§ **WHAT THE TASK ASKS**
Extract every line from the items below that contains the string "propeller". Count a line only if the uppercase and lowercase letters match.

§ **LISTED RECORDS**
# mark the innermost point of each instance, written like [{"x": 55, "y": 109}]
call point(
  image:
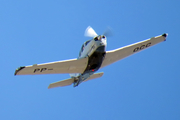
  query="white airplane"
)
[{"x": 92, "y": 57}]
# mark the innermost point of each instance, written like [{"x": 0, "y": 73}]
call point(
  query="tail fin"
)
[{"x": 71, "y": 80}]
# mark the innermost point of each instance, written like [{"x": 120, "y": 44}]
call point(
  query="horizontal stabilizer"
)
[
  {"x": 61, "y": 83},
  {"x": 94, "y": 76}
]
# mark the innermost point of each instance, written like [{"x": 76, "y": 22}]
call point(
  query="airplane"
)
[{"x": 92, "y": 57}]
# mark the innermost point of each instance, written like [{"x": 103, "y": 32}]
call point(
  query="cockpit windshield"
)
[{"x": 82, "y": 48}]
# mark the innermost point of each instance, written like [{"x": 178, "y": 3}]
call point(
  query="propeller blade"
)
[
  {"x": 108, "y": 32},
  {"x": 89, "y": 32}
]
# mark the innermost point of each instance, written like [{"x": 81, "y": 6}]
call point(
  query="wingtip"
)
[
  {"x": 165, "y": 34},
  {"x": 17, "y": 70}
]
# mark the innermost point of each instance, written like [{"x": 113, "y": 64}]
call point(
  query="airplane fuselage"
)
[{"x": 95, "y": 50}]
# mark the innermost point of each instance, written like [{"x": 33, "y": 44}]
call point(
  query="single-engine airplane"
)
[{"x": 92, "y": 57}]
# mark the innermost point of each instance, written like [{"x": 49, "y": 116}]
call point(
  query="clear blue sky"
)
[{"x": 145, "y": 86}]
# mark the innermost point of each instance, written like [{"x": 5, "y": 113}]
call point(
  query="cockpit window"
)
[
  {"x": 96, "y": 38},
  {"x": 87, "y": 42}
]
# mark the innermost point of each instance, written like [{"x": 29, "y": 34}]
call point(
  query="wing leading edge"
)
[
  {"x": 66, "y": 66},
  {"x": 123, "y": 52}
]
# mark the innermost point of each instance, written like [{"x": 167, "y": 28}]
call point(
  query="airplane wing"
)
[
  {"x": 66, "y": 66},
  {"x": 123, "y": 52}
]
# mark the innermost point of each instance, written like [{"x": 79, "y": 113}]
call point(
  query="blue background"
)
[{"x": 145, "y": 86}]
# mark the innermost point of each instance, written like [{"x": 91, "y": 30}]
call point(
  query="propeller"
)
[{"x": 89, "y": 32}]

* * *

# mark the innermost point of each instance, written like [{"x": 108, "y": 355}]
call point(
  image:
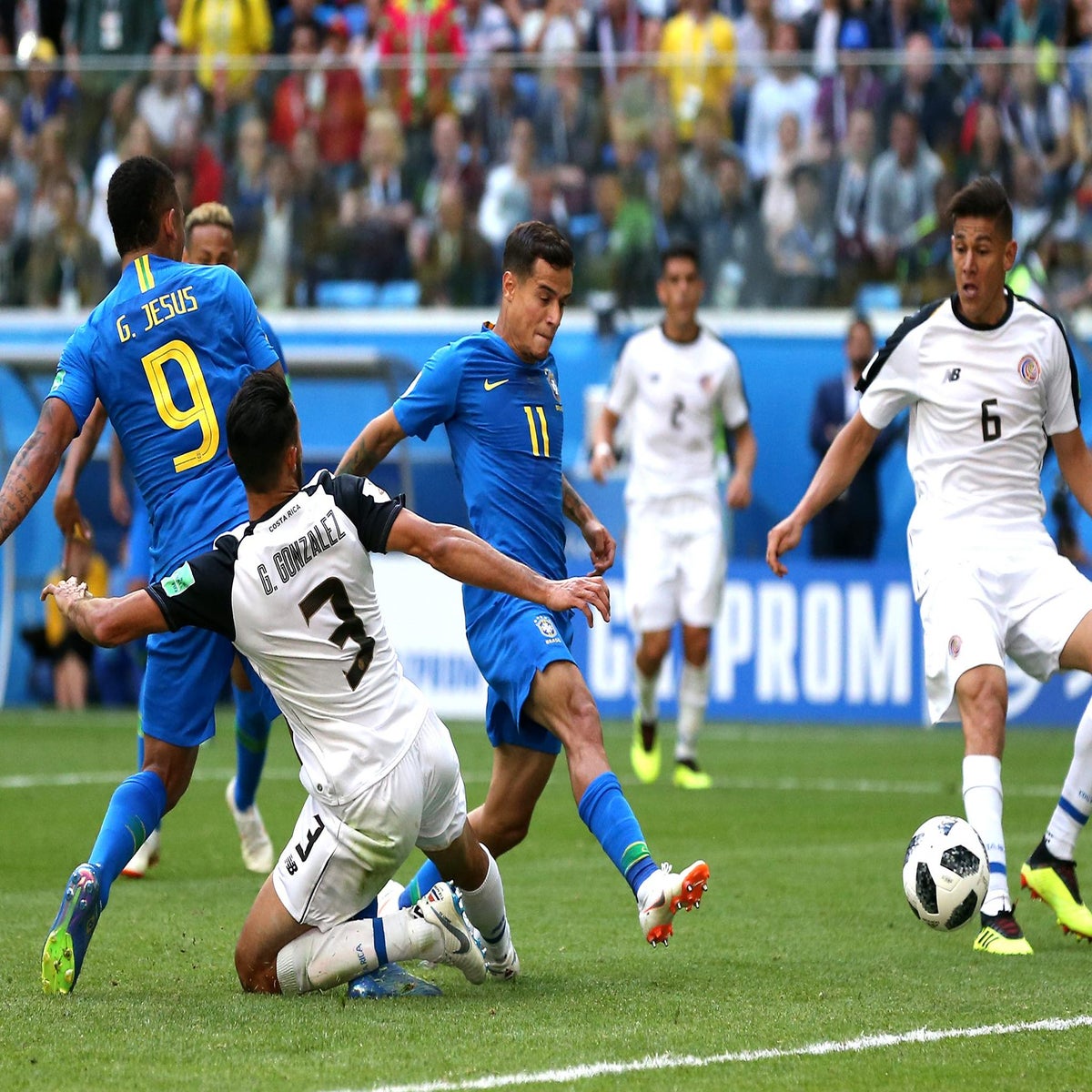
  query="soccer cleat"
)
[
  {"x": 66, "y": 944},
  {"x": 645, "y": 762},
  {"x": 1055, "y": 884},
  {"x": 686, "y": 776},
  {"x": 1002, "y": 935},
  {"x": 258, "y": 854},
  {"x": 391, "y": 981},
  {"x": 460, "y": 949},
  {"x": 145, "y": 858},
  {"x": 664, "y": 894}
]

§ **TASK RESULT**
  query="propeller blade"
  query="propeller"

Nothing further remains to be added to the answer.